**PAGE:**
## Start
Let us assume that we have 128 scalars, floats for example and we wrote a performance profiling app. This app would time the computation of the square root of each scalar using the SIMD instructions and also time the calculation of the sqare root for each scalar using the "plain vanilla" SISD sqrt method. Now, the key here is that both the sqrt method and the SIMD method will calculate the sqare root of only ONE scalar at a time. The SIMD is NOT allowed to "pipeline" calculate all 128 scalars at once. Under this scenario, which method would offer the optimal performance in terms of minimal processing time, the SIMD instructions or the SISD sqrt method?

**CornedBee** · 11-08-2008

Now, the key here is that both the sqrt method and the SIMD method will calculate the sqare root of only ONE scalar at a time.

Why only one? That defeats the purpose of SIMD instructions.

**matsp** · 11-08-2008

The number of cycles PER Square root calculation is slightly lower in SSE2 on AMD processors compared to the FPU version - about 15 cycles or so better than the x87 operations.

On the most recent AMD processors, 2 sqrt in parallel takes exactly the same amount of time as one single sqrt in SSE (24 clock-cycles, double precision and 18 cycles single precision), whilst using the older takes 19, 27 or 35 cycles depending on size of the operands (float, double or long double).

I don't know how this compares to Intels numbers, and I couldn't find their optimization guides with two attempts in google (only really old ones, which is no good for latest versions of processors).

--
Mats

**brewbuck** · 11-08-2008

Originally Posted by BobS0327

Under this scenario, which method would offer the optimal performance in terms of minimal processing time, the SIMD instructions or the SISD sqrt method?

So the question is, which component can physically do square roots faster? The answer is a moving target given how the processors are continually evolving.

**BobS0327** · 11-09-2008

Well, this was mostly a learning experience for me. But I thought that I would post some code that I ran in profiler for a few hours to determine the performance of Abachler's suggestion, a modified version of Carmack's inverse sqare root function that was previoulsy posted, the sqrt function and the SIMD method.
## End
**EXCERPTED RECORDS:**
## Start
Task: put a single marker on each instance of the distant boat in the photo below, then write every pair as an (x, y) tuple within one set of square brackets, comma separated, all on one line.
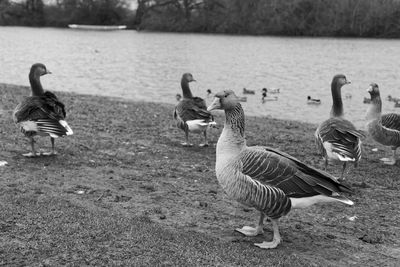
[(97, 27)]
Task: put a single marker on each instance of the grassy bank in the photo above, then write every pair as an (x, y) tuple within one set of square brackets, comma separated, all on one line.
[(123, 192)]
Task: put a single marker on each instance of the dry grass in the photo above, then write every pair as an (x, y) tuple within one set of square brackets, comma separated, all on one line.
[(123, 192)]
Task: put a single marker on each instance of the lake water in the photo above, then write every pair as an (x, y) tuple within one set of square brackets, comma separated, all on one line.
[(148, 67)]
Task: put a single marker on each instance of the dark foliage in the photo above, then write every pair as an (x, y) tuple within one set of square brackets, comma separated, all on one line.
[(362, 18)]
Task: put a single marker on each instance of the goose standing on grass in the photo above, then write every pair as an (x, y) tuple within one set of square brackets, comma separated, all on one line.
[(384, 129), (337, 138), (267, 179), (313, 101), (191, 112), (42, 113)]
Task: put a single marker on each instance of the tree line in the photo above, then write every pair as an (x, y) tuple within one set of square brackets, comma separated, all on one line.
[(359, 18), (60, 13)]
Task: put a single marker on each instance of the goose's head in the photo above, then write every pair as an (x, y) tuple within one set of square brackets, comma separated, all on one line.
[(226, 100), (188, 77), (39, 69), (340, 80), (373, 90)]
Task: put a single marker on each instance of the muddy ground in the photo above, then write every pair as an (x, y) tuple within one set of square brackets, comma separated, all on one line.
[(122, 191)]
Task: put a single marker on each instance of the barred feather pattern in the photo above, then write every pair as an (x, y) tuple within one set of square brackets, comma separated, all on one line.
[(270, 200), (263, 177), (384, 129), (342, 135), (43, 115)]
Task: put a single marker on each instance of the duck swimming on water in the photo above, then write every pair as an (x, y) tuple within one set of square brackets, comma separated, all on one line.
[(267, 179), (384, 129), (248, 91), (41, 113), (337, 138)]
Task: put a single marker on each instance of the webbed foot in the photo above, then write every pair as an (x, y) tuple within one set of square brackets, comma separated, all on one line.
[(388, 161), (52, 153), (268, 245), (250, 231)]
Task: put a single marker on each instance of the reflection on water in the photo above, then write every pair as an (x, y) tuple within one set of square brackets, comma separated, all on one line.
[(148, 67)]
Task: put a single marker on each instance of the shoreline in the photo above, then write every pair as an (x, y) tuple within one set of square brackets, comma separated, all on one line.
[(122, 191)]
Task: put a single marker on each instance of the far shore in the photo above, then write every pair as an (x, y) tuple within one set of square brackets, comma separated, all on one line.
[(122, 191)]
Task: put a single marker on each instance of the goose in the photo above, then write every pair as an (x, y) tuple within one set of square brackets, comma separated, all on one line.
[(191, 113), (367, 100), (384, 129), (248, 91), (41, 113), (267, 179), (265, 97), (313, 101), (392, 99), (337, 138)]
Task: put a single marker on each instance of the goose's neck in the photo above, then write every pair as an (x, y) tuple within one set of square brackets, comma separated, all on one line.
[(186, 89), (375, 109), (232, 139), (337, 106), (36, 86)]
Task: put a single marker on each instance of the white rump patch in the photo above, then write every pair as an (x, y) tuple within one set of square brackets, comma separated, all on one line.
[(199, 125), (304, 202), (29, 126), (66, 126)]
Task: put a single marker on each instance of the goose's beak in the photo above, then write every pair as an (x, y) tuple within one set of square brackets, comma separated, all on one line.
[(216, 104)]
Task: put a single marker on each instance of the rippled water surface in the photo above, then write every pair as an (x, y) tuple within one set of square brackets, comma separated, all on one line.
[(148, 67)]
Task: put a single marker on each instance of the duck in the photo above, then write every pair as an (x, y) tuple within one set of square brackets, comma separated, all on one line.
[(265, 178), (366, 100), (392, 99), (248, 91), (191, 113), (313, 101), (41, 114), (337, 139), (265, 97), (272, 90), (243, 98), (348, 96), (384, 129)]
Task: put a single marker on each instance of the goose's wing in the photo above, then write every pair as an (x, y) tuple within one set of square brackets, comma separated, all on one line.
[(39, 107), (296, 179), (46, 111), (386, 130), (391, 121), (342, 135), (187, 109)]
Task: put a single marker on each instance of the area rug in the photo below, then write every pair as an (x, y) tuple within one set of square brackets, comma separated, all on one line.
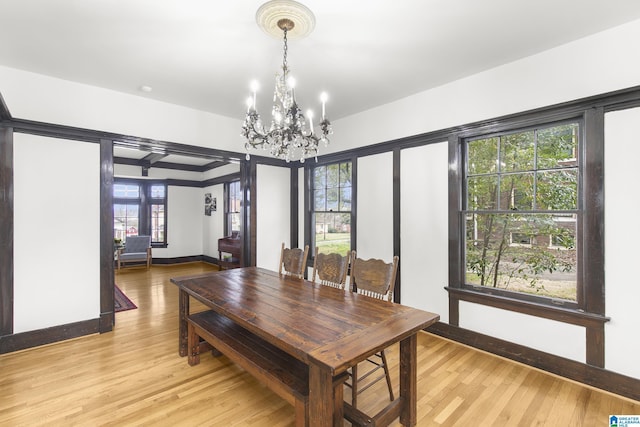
[(120, 301)]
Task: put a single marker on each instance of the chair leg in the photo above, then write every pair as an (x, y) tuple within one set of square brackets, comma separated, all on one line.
[(386, 373), (354, 386)]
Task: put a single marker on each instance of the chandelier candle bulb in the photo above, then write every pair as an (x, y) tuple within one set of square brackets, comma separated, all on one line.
[(310, 115), (323, 99)]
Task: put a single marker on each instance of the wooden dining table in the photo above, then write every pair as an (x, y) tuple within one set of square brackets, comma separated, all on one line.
[(328, 329)]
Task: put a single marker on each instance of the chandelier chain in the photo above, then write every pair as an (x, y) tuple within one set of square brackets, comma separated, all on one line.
[(284, 56), (289, 136)]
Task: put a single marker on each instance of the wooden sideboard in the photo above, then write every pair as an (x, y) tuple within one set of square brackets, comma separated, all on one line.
[(230, 252)]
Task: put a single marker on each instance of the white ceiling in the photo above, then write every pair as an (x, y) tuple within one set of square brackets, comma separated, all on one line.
[(204, 53)]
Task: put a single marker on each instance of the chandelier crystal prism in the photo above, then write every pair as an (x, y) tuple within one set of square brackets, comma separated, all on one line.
[(289, 136)]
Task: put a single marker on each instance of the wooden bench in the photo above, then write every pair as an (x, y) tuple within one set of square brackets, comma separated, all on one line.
[(285, 375)]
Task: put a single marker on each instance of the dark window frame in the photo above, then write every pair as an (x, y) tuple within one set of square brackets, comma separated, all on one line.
## End
**WHAT YOU NEED TO DO:**
- 1) From the forum thread on SIMD versus SISD square root speed above, copy the part that opens with the words containing "I don't know" and closes with "versions of processors).".
- 2) Continue the forum thread on SIMD versus SISD square root speed, picking up after its last sentence.

**ANSWERS FOR THIS EXERCISE:**
- 1)
I don't know how this compares to Intels numbers, and I couldn't find their optimization guides with two attempts in google (only really old ones, which is no good for latest versions of processors).

- 2)
I've found that ABachler's suggestion is the fastest with Carmack and SIMD for the most part tied for second and sqrt coming in dead last. I put the posted code in a loop for a few hours in a profiler. The profiler was checking the total time each option was taking to calculate the square root of four scalars. I used four scalars because this is where SIMD is really effficient, giving the best average calculation time. SIMD is roughly twice as fast as the sqrt method when calculating the square root of four scalars. At three scalars the performance diminishes slightly. At one or two scalars, you're probably better off using sqrt. When SIMD calculates the square root of two scalars, the probabilty that sqrt function would be faster is around 60% Thus, a two scalar calculation by SIMD would be faster 4 out of 10 times over sqrt.

You'll obviously have to modify the code if you want to profile it. At the very minimum, you'll need a loop.

But here's the code for anybody to evaluate by running it thru their own profiler and/or question it.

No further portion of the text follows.